#### Excerpt

Constraints (74)-(79) are energy storage operation constraints. Variables p_k,b^CH,C(t), p_k,b^DC,C(t), E_k,b^ESS,C(t) represent the charging power, discharging power, and stored energy of the energy storage station k, during the time period t and system state b respectively. u_k,b^ESS,C(t) is a variable having a value of 0 or 1, indicating that energy storage k cannot charge and discharge simultaneously.

########

• Task to carry out: According to the energy storage excerpt, what does the 0-or-1 variable u_k,b^ESS,C(t) indicate? The lines that follow are separate material, unconnected to the energy storage excerpt.

#### Given information

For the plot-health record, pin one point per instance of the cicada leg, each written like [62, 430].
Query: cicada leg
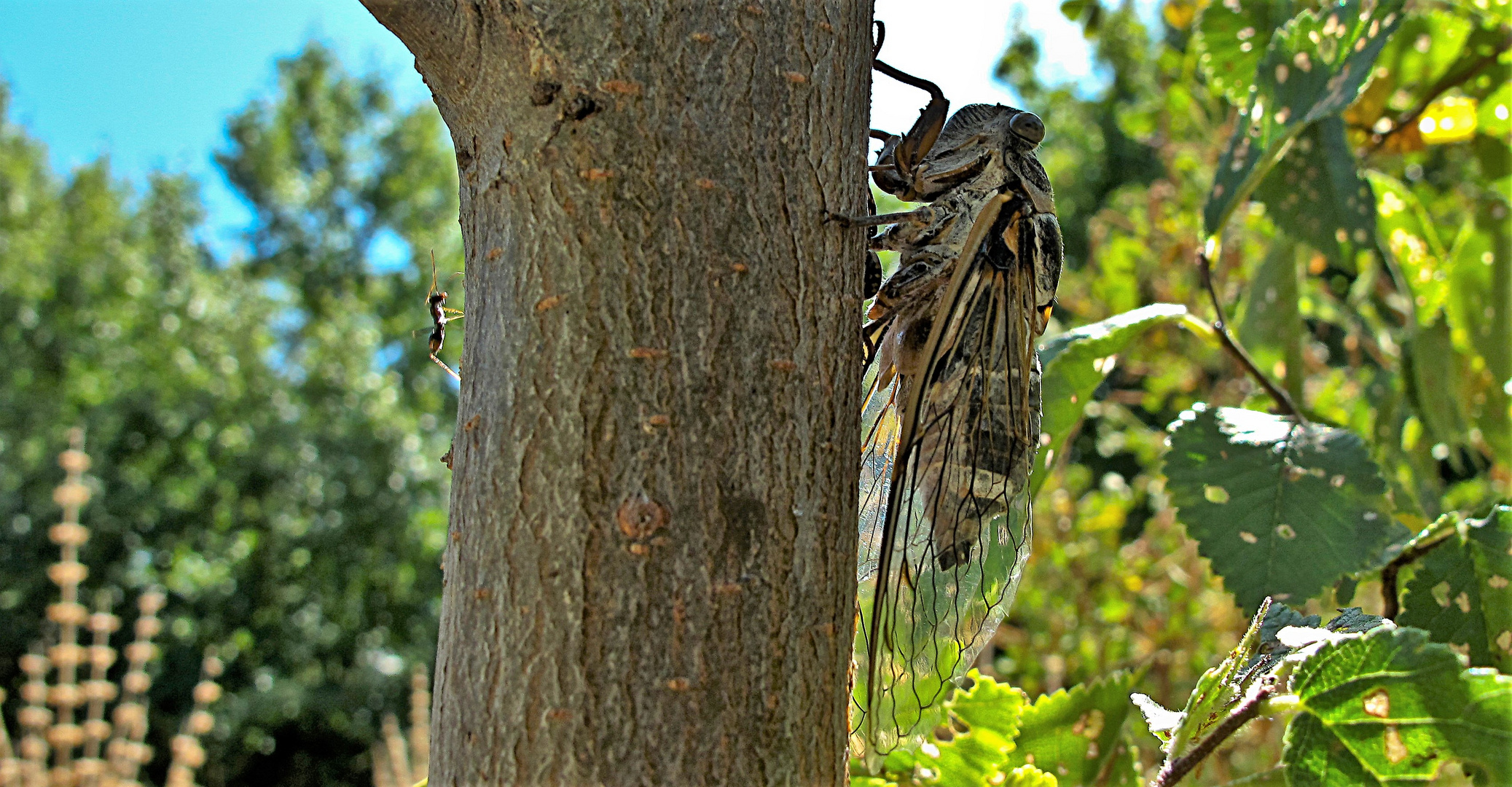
[900, 158]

########

• Result: It indicates that energy storage k cannot charge and discharge simultaneously.